[start of INPUT]

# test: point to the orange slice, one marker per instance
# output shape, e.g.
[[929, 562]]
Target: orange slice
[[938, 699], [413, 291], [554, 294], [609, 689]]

[end of INPUT]

*YOUR GOAL:*
Add 48 to each coordinate in the answers, and write out every line of the data above again with those new values, leaving all other numbers unchanged.

*TASK ANSWER:*
# test: point to the orange slice, one marker per instance
# output shape, e.g.
[[929, 562]]
Target: orange slice
[[986, 747], [461, 339], [602, 342], [657, 737]]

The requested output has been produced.